• _本文_
━━━━━━━━━━━━━━━━━━━━
「心の病」を治す方法として、森田療法があると聞きました。
森田療法の特徴は、どんな点ですか。
森田療法とは、基本的には、かつて「神経衰弱症」と呼ばれ、治療困難な病気の一つと思われていた「心の病」を、病気ではなくて、いつだれにでも起きうる現象として、実生活の励行を通して治していこうという方法といえるでしょう。
たとえば人前で顔が赤くなるということで対人恐怖症に陥り、自宅に引きこもって会社にも学校にも行けなくなってしまった人がいるとしましょう。
森田療法では、こうした場合にまず、「人前で顔が赤くなる」のは、人間ならだれにでもある、ごく正常な現象であるとします。
それが日常生活を不可能なまでにするのは、その人が「赤くなってはいけない、いけない」と自分の心のなかに注意を向けすぎる性格のために、当たり前の現象を自分だけに起こる特別な、異常な現象だと思い込むことに原因があると考えるのです。
━━━━━━━━━━━━━━━━━━━━
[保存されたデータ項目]

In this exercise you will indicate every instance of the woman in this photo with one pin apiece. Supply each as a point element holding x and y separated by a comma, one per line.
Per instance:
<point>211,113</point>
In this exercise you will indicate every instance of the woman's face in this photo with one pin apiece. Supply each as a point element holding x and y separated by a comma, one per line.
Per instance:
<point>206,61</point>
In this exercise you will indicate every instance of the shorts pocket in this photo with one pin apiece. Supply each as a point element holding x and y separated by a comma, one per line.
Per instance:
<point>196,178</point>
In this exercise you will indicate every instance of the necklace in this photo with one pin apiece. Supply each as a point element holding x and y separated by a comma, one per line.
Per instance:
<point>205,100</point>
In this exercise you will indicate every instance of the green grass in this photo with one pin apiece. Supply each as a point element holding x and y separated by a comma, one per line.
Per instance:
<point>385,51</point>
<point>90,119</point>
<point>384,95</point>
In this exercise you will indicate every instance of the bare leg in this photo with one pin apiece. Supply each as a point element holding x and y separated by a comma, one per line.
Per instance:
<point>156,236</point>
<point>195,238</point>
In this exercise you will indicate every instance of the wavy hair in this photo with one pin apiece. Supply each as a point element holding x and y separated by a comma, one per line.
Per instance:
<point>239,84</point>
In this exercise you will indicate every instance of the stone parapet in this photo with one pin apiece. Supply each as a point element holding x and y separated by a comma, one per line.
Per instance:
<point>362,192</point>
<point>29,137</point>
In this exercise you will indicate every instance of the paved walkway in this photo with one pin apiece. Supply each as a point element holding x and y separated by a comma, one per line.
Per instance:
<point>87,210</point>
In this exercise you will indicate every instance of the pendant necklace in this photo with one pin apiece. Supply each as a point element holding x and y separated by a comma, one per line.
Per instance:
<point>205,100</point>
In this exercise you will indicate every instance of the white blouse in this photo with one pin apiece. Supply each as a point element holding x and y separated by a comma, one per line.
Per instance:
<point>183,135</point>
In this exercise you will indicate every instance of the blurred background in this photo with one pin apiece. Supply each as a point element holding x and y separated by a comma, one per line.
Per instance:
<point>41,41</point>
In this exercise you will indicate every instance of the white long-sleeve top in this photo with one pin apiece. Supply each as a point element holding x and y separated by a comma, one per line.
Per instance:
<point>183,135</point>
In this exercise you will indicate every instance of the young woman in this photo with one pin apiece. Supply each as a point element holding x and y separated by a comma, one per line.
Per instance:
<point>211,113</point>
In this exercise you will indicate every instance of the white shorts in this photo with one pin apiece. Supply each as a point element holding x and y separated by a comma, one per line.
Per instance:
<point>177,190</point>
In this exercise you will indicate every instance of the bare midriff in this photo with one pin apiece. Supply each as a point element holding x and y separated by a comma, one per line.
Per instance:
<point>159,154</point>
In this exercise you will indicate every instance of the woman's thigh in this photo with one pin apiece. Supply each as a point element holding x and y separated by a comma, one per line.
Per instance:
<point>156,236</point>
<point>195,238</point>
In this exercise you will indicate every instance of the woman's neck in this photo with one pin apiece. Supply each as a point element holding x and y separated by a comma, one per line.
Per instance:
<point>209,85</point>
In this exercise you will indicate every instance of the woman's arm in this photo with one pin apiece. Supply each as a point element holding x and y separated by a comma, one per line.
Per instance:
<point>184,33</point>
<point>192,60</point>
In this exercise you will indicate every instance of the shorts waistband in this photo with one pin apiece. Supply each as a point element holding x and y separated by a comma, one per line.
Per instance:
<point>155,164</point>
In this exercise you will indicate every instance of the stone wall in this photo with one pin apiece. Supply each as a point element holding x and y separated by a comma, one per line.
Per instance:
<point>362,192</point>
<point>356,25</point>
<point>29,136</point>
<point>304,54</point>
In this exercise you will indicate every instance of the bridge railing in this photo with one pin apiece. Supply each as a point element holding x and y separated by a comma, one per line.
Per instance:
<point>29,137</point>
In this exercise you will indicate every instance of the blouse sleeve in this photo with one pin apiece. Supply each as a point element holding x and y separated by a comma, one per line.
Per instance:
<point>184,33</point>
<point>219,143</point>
━━━━━━━━━━━━━━━━━━━━
• _設問_
A. 森田療法についての本文では、「人前で顔が赤くなる」ことはどのような現象だとされていますか。
B. 森田療法についての本文から、「森田療法の特徴は、どんな点ですか。」から「まった人がいるとしましょう。」までを、その語句も含めて正確に書き写してください。

• _番号別解答_
A. 人間ならだれにでもある、ごく正常な現象だとされています。

B.
森田療法の特徴は、どんな点ですか。
森田療法とは、基本的には、かつて「神経衰弱症」と呼ばれ、治療困難な病気の一つと思われていた「心の病」を、病気ではなくて、いつだれにでも起きうる現象として、実生活の励行を通して治していこうという方法といえるでしょう。
たとえば人前で顔が赤くなるということで対人恐怖症に陥り、自宅に引きこもって会社にも学校にも行けなくなってしまった人がいるとしましょう。